STATED GOAL A =>
Answer each item using the bear stick thread, and mark your answers (i), (ii), (iii).
(i) How many requests for bear sticks has CV3 had since finishing the last one?
(ii) According to MJC4, bears rank right up there with what other subject?
(iii) In what month is the local carving club's show?
STATED GOAL B =>
Please copy the bear stick thread word for word, beginning at the words "Sweet, more tool" and stopping after "a reasonable price.".

>> BEGIN ARTICLE

# Bear 2



## CV3

I have had two request for bear sticks sense I finished My Last one. This is the start of number 2.


----------



## Gloops

Proving to be a popular project, looking forward to episodes 2 & 3


----------



## Whiteroselad

I can't say that I am surprised that you have had two orders already.I would have thought that you would have a lot more as well. In fact the more people that see them Randy the more requests you will get! I can see it now mate, A Ferrari, all paid for by walking stick commissions! All joking aside, I think you'll be making these for the rest of your life. N.


----------



## MJC4

Sweet, more tool funds? Bears are indeed a popular subject, in my experience they rank right up there with wood spirits.

Another piece of butternut? We went to Woodcraft a couple days ago and they wanted your right arm and firstborn child for butternut.

Will wait for the local carving club's show in April to acquire some, there are a couple vendors that sell carving blocks of various species at a reasonable price.

>> END ARTICLE
>> BEGIN DATA LINES

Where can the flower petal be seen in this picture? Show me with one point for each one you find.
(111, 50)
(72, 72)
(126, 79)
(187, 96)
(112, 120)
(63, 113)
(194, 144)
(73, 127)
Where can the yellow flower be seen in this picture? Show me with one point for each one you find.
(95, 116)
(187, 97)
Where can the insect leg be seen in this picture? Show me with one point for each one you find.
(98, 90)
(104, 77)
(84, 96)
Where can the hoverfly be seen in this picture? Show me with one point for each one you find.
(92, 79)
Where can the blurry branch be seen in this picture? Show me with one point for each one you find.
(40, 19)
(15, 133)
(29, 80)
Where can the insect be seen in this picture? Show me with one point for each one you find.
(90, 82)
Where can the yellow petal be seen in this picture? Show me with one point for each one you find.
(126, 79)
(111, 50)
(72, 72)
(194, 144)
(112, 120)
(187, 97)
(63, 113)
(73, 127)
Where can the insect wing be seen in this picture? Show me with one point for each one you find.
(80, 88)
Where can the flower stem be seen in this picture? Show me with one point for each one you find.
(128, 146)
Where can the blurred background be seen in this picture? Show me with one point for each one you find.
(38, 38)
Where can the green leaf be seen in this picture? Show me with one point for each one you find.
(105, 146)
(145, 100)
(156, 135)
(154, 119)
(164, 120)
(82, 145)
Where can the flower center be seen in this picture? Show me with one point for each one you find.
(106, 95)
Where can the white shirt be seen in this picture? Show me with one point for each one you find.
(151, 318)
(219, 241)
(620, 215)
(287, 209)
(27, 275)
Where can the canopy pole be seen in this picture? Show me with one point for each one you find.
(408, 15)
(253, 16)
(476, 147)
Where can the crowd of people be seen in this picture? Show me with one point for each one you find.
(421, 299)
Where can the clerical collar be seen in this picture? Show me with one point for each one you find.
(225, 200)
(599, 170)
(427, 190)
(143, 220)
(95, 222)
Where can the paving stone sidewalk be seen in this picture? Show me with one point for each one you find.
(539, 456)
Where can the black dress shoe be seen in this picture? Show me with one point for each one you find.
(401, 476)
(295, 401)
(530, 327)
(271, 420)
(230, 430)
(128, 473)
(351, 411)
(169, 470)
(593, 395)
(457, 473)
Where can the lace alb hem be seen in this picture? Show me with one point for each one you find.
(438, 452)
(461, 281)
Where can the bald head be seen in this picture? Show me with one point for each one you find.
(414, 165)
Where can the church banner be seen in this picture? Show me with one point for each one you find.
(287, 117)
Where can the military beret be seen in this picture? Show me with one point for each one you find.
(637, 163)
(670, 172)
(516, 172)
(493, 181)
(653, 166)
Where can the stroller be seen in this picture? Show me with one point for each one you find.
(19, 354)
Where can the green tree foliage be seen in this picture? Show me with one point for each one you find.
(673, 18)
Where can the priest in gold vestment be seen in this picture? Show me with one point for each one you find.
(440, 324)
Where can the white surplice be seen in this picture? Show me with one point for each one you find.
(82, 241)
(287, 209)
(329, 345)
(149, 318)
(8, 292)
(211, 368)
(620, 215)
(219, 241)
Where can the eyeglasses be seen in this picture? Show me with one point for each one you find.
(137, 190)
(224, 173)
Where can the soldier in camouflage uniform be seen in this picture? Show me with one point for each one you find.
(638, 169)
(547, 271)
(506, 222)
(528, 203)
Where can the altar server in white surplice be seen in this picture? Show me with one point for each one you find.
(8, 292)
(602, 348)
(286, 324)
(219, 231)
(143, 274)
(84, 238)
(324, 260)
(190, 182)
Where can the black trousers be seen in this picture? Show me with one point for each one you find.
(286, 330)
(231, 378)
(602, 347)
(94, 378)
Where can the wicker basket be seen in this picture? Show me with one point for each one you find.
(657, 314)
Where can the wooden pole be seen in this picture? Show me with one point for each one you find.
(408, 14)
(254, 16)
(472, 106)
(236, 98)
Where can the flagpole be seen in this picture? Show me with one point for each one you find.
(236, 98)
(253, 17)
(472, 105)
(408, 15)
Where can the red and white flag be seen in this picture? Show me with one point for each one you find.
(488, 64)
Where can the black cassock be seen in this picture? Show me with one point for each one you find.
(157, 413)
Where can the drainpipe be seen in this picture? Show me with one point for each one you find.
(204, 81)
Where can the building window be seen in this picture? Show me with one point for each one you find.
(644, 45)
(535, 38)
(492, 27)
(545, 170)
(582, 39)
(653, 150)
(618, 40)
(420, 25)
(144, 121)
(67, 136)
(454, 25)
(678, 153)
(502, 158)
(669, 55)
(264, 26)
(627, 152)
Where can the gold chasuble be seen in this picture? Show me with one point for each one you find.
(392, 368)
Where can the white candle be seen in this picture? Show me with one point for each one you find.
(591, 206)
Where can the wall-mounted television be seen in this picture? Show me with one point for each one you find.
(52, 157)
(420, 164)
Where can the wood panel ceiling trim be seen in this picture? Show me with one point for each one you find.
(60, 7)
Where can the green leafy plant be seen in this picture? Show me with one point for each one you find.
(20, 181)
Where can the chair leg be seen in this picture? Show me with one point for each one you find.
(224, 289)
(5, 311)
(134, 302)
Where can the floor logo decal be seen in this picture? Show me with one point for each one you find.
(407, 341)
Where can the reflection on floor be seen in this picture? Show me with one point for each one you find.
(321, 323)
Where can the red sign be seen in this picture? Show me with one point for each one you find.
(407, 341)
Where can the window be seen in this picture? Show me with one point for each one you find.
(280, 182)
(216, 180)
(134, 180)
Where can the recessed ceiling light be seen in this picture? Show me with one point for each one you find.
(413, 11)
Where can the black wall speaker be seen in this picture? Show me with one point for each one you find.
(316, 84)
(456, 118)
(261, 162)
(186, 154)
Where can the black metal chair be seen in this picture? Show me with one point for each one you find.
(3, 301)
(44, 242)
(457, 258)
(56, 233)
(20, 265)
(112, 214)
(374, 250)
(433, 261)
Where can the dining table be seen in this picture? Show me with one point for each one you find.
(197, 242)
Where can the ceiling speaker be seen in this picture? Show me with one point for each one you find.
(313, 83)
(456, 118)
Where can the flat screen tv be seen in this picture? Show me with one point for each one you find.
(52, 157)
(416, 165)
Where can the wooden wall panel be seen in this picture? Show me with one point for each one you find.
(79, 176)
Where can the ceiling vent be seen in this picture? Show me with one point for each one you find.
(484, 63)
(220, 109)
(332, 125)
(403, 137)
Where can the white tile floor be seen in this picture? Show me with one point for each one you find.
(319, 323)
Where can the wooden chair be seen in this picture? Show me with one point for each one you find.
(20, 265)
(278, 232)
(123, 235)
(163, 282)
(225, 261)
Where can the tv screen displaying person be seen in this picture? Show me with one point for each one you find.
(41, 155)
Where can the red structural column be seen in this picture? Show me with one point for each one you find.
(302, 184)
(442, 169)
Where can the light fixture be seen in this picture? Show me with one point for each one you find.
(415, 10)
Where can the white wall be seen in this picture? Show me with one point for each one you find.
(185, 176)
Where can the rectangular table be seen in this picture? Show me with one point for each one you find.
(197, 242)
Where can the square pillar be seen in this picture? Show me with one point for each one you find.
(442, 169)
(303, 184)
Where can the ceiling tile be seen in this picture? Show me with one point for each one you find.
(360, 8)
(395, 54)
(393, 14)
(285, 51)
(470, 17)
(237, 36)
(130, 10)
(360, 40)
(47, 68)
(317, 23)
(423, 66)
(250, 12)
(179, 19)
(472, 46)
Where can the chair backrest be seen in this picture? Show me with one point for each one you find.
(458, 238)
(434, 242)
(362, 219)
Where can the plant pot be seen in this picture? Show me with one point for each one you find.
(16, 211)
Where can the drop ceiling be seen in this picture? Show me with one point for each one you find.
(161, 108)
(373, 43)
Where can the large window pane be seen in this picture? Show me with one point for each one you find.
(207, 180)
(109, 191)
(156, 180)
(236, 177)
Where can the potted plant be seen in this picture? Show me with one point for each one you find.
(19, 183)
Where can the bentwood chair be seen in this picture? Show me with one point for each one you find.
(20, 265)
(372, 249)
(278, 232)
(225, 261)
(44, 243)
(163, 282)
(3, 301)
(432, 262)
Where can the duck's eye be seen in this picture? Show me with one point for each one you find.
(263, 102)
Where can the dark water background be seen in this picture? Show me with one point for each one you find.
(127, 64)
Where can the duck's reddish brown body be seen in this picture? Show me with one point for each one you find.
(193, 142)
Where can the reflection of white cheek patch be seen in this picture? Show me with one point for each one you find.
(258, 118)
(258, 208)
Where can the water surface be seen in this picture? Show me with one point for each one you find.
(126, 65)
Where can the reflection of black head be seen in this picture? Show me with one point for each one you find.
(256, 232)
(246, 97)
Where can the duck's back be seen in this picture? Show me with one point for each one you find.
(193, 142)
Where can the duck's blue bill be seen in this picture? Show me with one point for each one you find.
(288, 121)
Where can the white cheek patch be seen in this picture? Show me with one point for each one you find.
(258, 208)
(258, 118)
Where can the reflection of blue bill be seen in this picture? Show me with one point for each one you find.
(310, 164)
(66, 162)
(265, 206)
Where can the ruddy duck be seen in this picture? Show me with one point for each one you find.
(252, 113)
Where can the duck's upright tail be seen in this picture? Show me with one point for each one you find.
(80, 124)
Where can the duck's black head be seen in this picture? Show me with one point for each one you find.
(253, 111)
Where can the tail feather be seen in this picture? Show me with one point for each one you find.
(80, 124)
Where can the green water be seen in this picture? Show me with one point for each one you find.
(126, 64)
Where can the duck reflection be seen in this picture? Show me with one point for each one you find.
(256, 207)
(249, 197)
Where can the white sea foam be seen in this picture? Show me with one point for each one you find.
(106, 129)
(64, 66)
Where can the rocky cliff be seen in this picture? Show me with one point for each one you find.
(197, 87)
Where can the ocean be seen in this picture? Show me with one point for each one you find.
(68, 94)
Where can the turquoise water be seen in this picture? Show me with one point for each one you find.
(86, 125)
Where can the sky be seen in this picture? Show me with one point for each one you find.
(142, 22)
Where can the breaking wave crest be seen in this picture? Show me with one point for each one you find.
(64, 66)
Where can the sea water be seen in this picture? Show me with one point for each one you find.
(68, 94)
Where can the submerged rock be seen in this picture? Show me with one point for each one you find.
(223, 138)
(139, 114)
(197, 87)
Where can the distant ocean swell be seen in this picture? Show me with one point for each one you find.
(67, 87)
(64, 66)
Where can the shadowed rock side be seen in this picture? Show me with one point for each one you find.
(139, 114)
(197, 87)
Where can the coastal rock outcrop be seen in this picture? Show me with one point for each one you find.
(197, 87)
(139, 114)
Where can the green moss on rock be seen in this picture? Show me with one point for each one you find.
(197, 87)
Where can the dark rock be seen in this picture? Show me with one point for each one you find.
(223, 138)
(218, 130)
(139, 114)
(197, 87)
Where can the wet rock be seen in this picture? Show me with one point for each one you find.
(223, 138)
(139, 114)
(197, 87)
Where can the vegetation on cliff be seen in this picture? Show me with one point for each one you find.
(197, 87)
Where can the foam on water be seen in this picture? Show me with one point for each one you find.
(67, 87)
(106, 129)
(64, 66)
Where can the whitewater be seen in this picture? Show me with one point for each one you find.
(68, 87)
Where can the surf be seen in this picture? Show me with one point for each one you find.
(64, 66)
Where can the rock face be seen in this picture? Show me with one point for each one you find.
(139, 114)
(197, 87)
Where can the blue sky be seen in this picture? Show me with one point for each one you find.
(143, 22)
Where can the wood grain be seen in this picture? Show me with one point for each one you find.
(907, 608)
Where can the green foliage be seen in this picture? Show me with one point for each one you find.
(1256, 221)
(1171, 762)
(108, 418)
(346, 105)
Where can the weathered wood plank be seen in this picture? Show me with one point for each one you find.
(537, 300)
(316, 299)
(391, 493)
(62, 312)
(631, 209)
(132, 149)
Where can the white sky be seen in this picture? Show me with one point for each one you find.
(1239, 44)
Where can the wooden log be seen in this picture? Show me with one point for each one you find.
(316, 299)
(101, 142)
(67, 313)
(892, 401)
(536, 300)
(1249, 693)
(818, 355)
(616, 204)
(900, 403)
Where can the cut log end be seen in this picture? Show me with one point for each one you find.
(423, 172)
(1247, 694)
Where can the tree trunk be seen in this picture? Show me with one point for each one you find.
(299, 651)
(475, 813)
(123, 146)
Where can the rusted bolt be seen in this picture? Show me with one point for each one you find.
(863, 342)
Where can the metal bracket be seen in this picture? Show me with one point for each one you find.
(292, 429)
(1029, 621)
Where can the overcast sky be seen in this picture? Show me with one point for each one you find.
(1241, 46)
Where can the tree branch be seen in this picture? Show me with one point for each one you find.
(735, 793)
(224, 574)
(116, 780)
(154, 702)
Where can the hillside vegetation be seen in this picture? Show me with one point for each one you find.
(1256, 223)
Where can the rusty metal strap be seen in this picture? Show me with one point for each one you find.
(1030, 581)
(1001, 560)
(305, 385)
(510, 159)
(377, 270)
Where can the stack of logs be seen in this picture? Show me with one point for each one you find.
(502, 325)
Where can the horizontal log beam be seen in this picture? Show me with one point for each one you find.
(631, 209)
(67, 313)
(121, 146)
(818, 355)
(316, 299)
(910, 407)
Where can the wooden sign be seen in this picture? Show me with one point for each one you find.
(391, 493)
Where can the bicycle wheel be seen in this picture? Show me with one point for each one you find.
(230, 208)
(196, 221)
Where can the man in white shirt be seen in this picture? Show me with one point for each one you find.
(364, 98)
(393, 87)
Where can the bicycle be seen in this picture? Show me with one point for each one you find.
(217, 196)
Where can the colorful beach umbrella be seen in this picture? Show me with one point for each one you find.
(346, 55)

>> END DATA LINES

EXERCISE ANSWER A =>
(i) Two
(ii) Wood spirits
(iii) April

EXERCISE ANSWER B =>
Sweet, more tool funds? Bears are indeed a popular subject, in my experience they rank right up there with wood spirits.

Another piece of butternut? We went to Woodcraft a couple days ago and they wanted your right arm and firstborn child for butternut.

Will wait for the local carving club's show in April to acquire some, there are a couple vendors that sell carving blocks of various species at a reasonable price.